----- READING PASSAGE
Edit: To quote a great comment on the article,

> Invariants make software more reliable. Weaker languages have stronger
> invariants. There’s less stuff to test.

------
barrkel
From the outset, I'm aware that programmers who haven't tried to design
programming languages will likely disagree with me; but I'll express what I've
learned anyway.

The truth, from the language designer and compiler author's perspective:
programmers should be protected from their own worst instincts, and
programming languages that do this well are of a higher quality than languages
which don't. Patronizing, to a point, is good. The flip side is that features
whose use should be encouraged should be included in the box, turned on by
default, made easy to use, etc.

Ruby is patronizing because it's memory safe. C and C++ programmers don't like
this kind of patronization. Ruby, and Python, are unlike C and C++ in this
way: they are rigid and uncompromising in their type safety, disallowing
unsafe casts and operations.

Michael makes some category errors in his rant. For example, he says:

 _"[...] we’ve made the assumption that some language features are just too
powerful for the typical developer -- too prone to misuse. C++ avoided
reflection"_

The problem with this abutment is that C++ avoided reflection in its quest for
power (or what C++ users thought was power), rather than its avoidance of
power: C++ users wanted to hew to a philosophy of pay only for what you need.
----------
----- STORED DATA
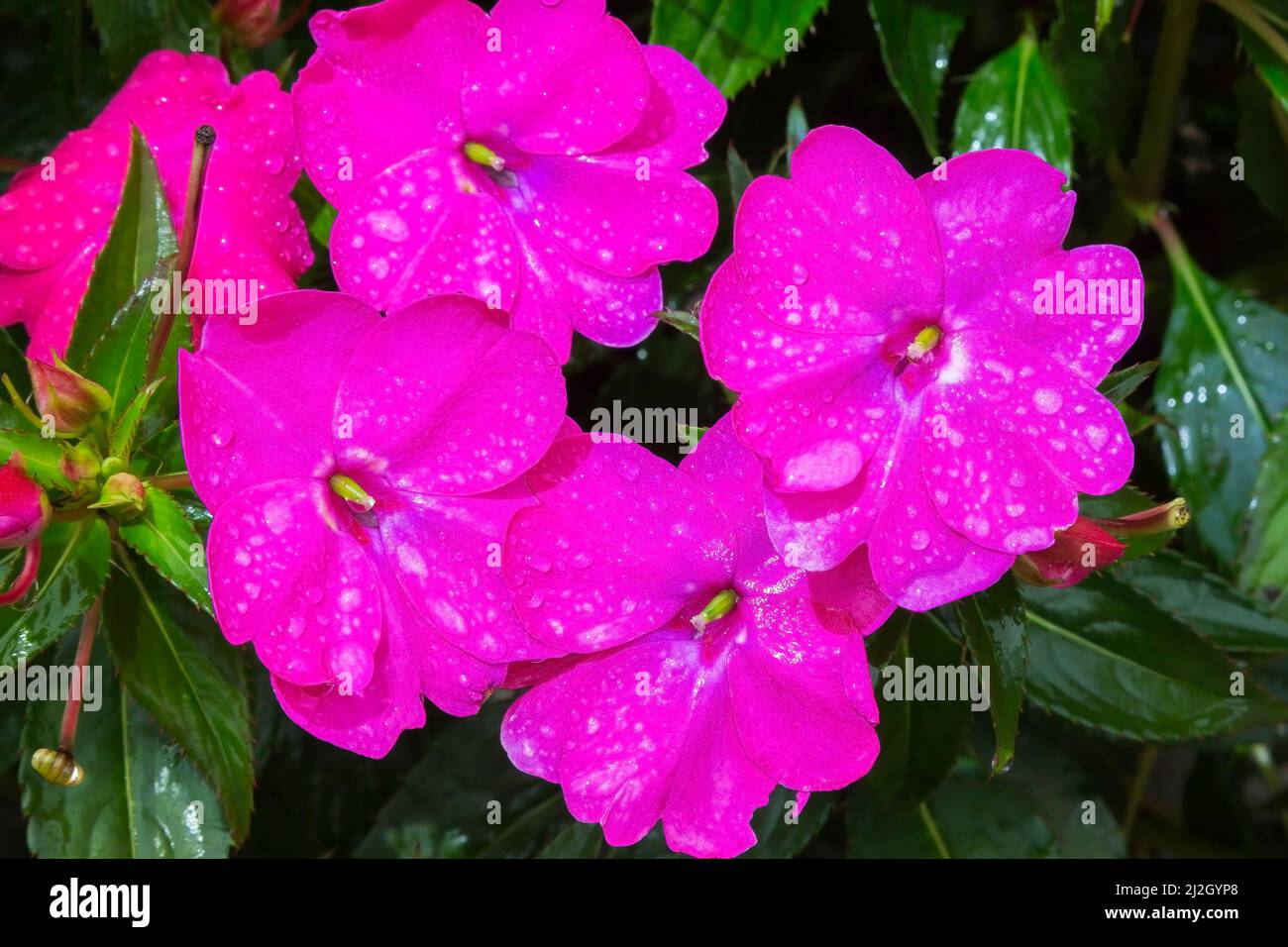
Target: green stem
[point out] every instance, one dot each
(1144, 767)
(932, 830)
----------
Write out the part of the thread that begins at the words "The truth, from" and stops after "to use, etc.". The data has no connection to the thread.

- _RESULT_:
The truth, from the language designer and compiler author's perspective:
programmers should be protected from their own worst instincts, and
programming languages that do this well are of a higher quality than languages
which don't. Patronizing, to a point, is good. The flip side is that features
whose use should be encouraged should be included in the box, turned on by
default, made easy to use, etc.